-- TEXT BLOCK follows --
Iranian Journal of Medical Sciences

Document Type: Case Report(s)

Authors

Research Laboratory Children Malformative and Tumoral Pathology LR12SP13, Department of Pediatric Surgery, University of Monastir, Monastir, Tunisia

Abstract

Peritoneal hydatid cysts are rare in children even in endemic areas. The primary or secondary origin of this site remains controversial, especially in children. Secondary peritoneal hydatid cysts are mainly the result of spontaneous or traumatic rupture of concomitant liver cysts or the leakage of cystic content during surgery. The purpose of our study is to present the largest case series of peritoneal hydatidosis in children. In addition, we aimed to assess the clinical and paraclinical findings as well as the management of echinococcosis at this location in children. The present case series is a study of ten children with peritoneal hydatid cysts, who underwent surgical intervention between 2013 and 2018 in the Pediatric Surgery Department, University of Monastir (Monastir, Tunisia). The mean age of the children was six years. All children presented abdominal pain, and underwent ultrasonography and contrast-enhanced computed tomography of the abdomen. Two patients had been operated on for lung hydatid cysts six months prior to the study. In two cases, radiologic investigations revealed the presence of an uncomplicated hepatic hydatid cyst located in segments II and IV. All patients underwent surgery, of which four underwent laparoscopy. Post-surgery, all patients received albendazole for three months, and the follow-up period was uneventful. Currently, all patients are in good health. Peritoneal hydatid disease is frequently secondary to the rupture of a primary hepatic cyst. Diagnosis is performed by abdominal ultrasound, computed tomography, and a positive serology result. Open or laparoscopic excision can be combined with medical treatment.
-- TEXT BLOCK concluded --
■ TASKS TO COMPLETE
**1.** In the abstract on peritoneal hydatid cysts in children, for how long did the patients take albendazole after surgery?
**2.** Please continue the abstract on peritoneal hydatid cysts in children, picking up after its final sentence.
These entries come from a separate source and are unrelated to the abstract.
-- SOURCE DATA follows --
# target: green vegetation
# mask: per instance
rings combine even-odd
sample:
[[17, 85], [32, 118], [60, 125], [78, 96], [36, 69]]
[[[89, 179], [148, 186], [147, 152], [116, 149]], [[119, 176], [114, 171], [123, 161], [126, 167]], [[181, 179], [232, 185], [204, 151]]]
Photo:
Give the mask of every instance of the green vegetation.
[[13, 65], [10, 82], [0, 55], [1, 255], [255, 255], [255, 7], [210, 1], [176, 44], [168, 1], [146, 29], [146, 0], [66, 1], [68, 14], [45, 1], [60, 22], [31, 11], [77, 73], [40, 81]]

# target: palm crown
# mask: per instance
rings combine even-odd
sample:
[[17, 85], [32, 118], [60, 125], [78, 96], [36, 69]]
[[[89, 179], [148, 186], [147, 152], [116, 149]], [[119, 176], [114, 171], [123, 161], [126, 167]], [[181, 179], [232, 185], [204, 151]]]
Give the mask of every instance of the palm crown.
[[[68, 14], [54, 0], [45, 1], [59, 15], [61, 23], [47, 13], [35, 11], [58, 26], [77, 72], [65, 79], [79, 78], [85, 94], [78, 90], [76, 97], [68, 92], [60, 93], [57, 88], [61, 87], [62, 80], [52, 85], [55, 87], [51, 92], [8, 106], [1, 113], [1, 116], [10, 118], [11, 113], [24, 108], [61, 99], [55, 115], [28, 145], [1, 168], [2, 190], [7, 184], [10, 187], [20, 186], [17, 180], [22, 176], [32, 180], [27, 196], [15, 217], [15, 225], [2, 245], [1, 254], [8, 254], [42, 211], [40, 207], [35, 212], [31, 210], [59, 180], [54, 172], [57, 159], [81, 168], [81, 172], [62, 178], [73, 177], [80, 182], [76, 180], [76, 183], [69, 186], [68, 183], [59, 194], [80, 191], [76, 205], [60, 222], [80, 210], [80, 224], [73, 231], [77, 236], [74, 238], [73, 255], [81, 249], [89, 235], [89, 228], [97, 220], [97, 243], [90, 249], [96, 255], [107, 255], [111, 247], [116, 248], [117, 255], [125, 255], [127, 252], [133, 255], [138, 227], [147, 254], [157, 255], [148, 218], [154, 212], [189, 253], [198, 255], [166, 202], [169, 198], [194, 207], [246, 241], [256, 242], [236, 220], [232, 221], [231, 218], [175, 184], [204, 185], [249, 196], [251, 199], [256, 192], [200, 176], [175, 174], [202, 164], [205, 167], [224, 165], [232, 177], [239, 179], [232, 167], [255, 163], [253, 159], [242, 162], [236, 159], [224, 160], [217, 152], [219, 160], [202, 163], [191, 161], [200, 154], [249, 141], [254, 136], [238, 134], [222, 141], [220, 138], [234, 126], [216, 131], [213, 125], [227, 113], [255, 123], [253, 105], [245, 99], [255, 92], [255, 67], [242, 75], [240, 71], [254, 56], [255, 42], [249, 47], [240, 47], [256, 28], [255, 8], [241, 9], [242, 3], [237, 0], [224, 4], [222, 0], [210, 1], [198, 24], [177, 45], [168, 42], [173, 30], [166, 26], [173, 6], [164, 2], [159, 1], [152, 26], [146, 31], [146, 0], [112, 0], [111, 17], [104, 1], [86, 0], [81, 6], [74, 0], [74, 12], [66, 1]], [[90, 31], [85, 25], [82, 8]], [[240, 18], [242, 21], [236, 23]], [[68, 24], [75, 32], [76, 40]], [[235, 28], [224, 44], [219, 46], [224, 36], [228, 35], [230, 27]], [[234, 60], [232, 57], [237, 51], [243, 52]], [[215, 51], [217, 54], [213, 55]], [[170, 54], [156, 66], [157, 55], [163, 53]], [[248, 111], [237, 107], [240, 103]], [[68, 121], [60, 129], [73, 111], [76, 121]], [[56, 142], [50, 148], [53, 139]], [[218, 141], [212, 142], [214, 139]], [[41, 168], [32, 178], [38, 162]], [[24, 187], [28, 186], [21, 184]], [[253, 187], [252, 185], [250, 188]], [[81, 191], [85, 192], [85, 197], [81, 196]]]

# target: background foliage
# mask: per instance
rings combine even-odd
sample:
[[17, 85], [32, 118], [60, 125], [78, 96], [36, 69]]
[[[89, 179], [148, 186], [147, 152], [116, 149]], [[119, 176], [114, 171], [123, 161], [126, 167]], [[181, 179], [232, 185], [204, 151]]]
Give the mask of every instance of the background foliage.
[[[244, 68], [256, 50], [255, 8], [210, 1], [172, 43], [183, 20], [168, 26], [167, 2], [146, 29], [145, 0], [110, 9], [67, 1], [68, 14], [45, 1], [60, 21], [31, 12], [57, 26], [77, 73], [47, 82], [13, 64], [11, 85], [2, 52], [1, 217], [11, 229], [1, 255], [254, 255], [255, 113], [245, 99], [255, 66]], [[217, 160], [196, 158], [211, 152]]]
-- SOURCE DATA concluded --
■ OUTPUTS BY TASK
**1.** For three months.

**2.**
Keywords

What’s Known

Peritoneal hydatid cysts are rare in children even in endemic areas. The most common sites of involvement are the lungs and the liver.

What’s New

There is no consensus as to whether peritoneal localization of hydatid cysts is of primary or secondary origin. Laparoscopic excision of peritoneal cysts is safe and efficient.

Introduction

Hydatid disease is relatively uncommon in children even in endemic areas. The most common sites of involvement are the lungs and the liver. This cystic lesion rarely occurs in the peritoneal cavity, which is an unusual site. Peritoneal hydatid cyst disease is expected to occur after the rupture of the primary hepatic cyst (secondary origin) or as the primary localization without the involvement of any other organ. 1 Several case studies on adults have been conducted in different countries, 1 but pediatric cases are rarely reported. Therefore, little is known about peritoneal hydatidosis in this age group. 1 The present study presents the largest case series of peritoneal hydatidosis in children. We aimed to determine the clinical and paraclinical findings as well as the management of such a rare location of echinococcosis in children.

Case Presentation

A case series study of children was conducted at the Pediatric Surgery Department, University of Monastir, Monastir, Tunisia. The medical records of the patients with peritoneal hydatid cysts, who were operated at our department between January 2013 and December 2018 were reviewed. We included all patients with a confirmed diagnosis of hydatid cyst of the peritoneum, who underwent surgery. Patients, who had undergone the surgery in other departments or those with incomplete medical records were excluded from the study. Written informed consent was obtained from the patients’ guardians.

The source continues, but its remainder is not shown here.